━━━━━ TEXT TO READ ━━━━━
Mr Lidington, who is in effect deputy prime minister, also defended Mrs May’s handling of Brexit negotiations ahead of this month’s crunch summit with EU leaders, after Mr Johnson’s claim that the US President would do a better job.

“The British public have got a British prime minister and if you look at Theresa May’s record, in December last year, March this year, everybody was saying in the media: 'it’s all going to end in disaster’, [but] she got good deals at both of those European summits and I’m very confident she’ll do it again," he said.


Elsewhere, the Cabinet heavyweight confirmed that the Government’s Brexit white paper would be released in the first half of July, with ministers meeting to thrash out what would be a “detailed and very wide ranging” document.

And he confirmed that the paper would finally set out the Cabinet’s preferred customs arrangement to prevent a hard border in Ireland, following months of infighting over the two solutions on the table.

But Mr Lidington risked the anger of Brexiteers as he stopped short of guaranteeing that the UK would have left the customs orbit of the European Union altogether in time for the next general election.

The document published by Number 10 after the showdown with Mr Davis said only that the Government "expects" to be untangled from the EU’s customs system by the end of 2021.

Mr Lidington said ministers were working to get Britain out of the EU “as soon as we possibly can” and added: "We will have left the EU at the end of March 2019… Certainly, the PM’s intention, my hope, everybody is working towards getting this sorted as soon as we possibly can.

“We are expecting to get the withdrawal agreement sorted this autumn and to have agreed a very ambitious new economic and security partnership with the EU that’s in their interests as much as ours to put in place as rapidly as possible."
━━━━━ MATERIAL PROVIDED ━━━━━
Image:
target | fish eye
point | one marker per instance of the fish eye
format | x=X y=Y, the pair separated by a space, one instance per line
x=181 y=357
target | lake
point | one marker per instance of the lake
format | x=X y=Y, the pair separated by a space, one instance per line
━━━━━
━━━━━ MATERIAL PROVIDED ━━━━━
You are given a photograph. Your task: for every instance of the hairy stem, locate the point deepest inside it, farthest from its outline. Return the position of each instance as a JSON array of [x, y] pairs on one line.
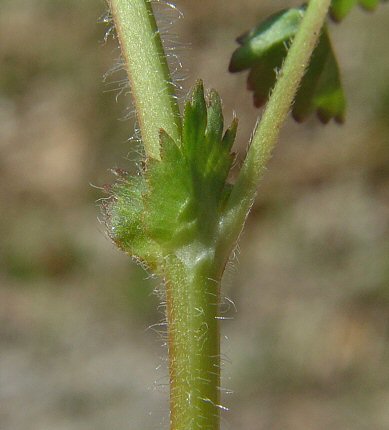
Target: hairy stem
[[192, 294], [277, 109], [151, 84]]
━━━━━
━━━━━ MATERIAL PROVIDED ━━━━━
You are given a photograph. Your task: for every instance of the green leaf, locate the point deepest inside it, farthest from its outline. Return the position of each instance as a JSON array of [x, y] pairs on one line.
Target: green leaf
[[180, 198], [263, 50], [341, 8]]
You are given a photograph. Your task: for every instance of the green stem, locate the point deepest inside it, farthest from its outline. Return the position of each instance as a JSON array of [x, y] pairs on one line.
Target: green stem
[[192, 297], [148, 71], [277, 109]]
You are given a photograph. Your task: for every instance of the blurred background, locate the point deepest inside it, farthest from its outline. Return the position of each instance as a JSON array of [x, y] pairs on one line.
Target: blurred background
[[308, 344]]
━━━━━
__TASK INSTRUCTIONS__.
Rewrite the Brexit article between "The document published" and "end of 2021.", inclusive, putting "Downing Street" in place of "Number 10". The data above is not needed for the work here.

__CORRECT RESULT__.
The document published by Downing Street after the showdown with Mr Davis said only that the Government "expects" to be untangled from the EU’s customs system by the end of 2021.